*** DOCUMENT EXTRACT ***
Executives in Fairburn seeking fine dining options in which to advance or conclude deals may one day travel no further than Broad Street to find world-class cuisine and service.
That is the vision of economic development pundits who are doubling down in their efforts to showcase the city “situated to succeed,” said city Economic Development Director Ernest Gilchrist.
He mapped out a four-point plan to position Fairburn as a prime location for upscale businesses, revealing his plans at the city’s inaugural business breakfast April 24 at Georgia Military College.
“Revitalization of the historic downtown is a big part of my priority,” Gilchrist said, including reinvigorating Hudson Plaza, a downtown shopping center anchored by a CVS pharmacy.
He said he plans hosting more outreach events with city businesses.
“We also engage the businesses that are in this community with the economic development entities in the region as well as the state of Georgia and we connect you with brokers and developers and investors, as well,” Gilchrist said.
About 25 attendees included employees from plumbing manufacturer Toto, tools and safety product maker Estex Manufacturing, Bojangles restaurant, manufacturer Material in Motion, after-school program Mental Fitness 21st Century Learning, insulation provider Owens Corning, distributor US Foods and fuel company Green Oil Co., as well as a Landmark Christian School board member.
*** End of DOCUMENT EXTRACT ***
*** PROVIDED DATA ***
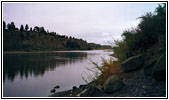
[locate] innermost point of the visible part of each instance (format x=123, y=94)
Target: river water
x=35, y=74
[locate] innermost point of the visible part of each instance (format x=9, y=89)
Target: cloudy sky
x=96, y=22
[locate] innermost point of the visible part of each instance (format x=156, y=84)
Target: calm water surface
x=35, y=74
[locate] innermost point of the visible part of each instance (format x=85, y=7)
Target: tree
x=26, y=27
x=9, y=26
x=36, y=29
x=4, y=25
x=42, y=30
x=13, y=25
x=21, y=28
x=31, y=29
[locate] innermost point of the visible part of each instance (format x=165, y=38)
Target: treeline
x=148, y=38
x=38, y=39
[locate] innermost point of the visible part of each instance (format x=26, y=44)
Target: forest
x=38, y=39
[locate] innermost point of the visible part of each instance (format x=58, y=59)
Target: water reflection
x=36, y=64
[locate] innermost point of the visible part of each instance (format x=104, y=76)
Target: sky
x=98, y=22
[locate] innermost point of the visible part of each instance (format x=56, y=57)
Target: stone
x=92, y=92
x=56, y=87
x=74, y=88
x=112, y=84
x=52, y=91
x=132, y=63
x=159, y=70
x=148, y=68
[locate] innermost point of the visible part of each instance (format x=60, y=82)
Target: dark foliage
x=150, y=33
x=40, y=40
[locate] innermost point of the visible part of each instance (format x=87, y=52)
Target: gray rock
x=74, y=88
x=92, y=92
x=148, y=68
x=56, y=87
x=113, y=83
x=159, y=70
x=53, y=91
x=132, y=63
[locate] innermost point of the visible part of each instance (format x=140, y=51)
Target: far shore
x=12, y=52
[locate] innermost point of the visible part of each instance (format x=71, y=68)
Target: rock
x=113, y=83
x=52, y=91
x=148, y=68
x=74, y=88
x=56, y=87
x=159, y=70
x=92, y=92
x=132, y=63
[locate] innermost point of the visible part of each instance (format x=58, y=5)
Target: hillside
x=40, y=40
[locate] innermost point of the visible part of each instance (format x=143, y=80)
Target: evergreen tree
x=26, y=27
x=13, y=25
x=21, y=28
x=4, y=25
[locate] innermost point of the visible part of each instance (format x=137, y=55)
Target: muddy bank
x=137, y=85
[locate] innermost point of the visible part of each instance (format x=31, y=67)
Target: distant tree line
x=38, y=39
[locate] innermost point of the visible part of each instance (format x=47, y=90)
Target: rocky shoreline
x=146, y=81
x=138, y=85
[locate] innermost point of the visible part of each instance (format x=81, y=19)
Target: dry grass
x=108, y=68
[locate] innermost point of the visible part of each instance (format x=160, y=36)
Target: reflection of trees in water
x=36, y=64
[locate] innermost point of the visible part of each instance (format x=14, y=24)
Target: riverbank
x=136, y=85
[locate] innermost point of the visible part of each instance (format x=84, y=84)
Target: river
x=34, y=74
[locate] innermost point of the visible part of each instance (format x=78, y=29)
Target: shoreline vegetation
x=38, y=39
x=140, y=68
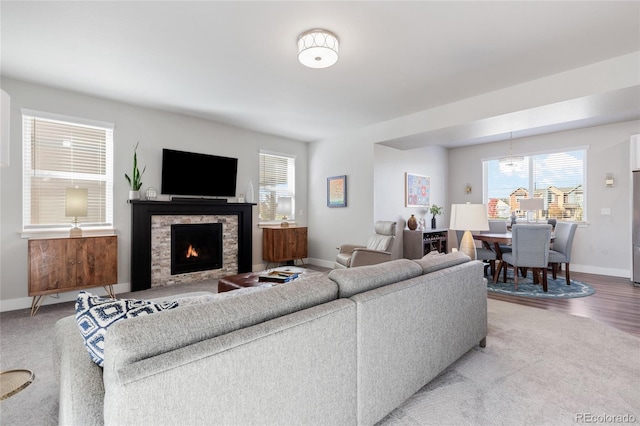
*** End of PROVIDED DATA ***
• REQUIRED ACTION 1
In the Fairburn economic development article, where and when did Ernest Gilchrist reveal his four-point plan?
• REQUIRED ACTION 2
Extend the Fairburn economic development article, picking up after its last sentence.

• EXERCISE RESPONSE 1
At the city's inaugural business breakfast on April 24 at Georgia Military College.

• EXERCISE RESPONSE 2
City representatives included Mayor Elizabeth Carr-Hurst, City Manager Donna Gayden and city council members Alex Heath, Pat Pallend and Hattie Portis-Jones.
Gilchrist also announced the revamping of the city’s downtown development authority, which Carr-Hurst said had been dormant for two years.
“We had stopped. We had just stopped trying to get businesses downtown and we have to start that process over again. We’re kind of behind the 8-ball in the collaboration effort,” she said.
Carr-Hurst said the authority, chaired by East Point Economic Development Specialist Rhonda Appleby, has a wide range of powers.
“They can secure bonds. They can buy property and they can help us revitalize our downtown,” she said.
Another asset may be transportation trends, which are encouraging developers to think of the south side.
“The reason they don’t want to go north is because of the traffic,” Carr-Hurst said.
More results may come from networking at the International Council of Shopping Centers’ Global Retail Real Estate Convention from May 20 to 23.
The economic development team will bring comprehensive information stored on business card thumb drives in hopes of a sure thing.
“We’re headed to Las Vegas—not to gamble,” Carr-Hurst said. “You find these businesses from all over the United States coming in to that conference and they’re trying to pitch their businesses to come to your city. We want them to come to Fairburn.”
The outreach has worked both ways, Carr-Hurst said.
“We’ve been courted, also, by businesses,” she said.
The breakfast, catered by Casablanca Café, was based on Meet the City Administrator events from her previous post in the Chicago area, Gayden said.
According to the city’s website, Fairburn is home to several national companies including Nestle-Purina, S.C. Johnson, Clorox, Electrolux, Aaron Rents, Smuckers and Google.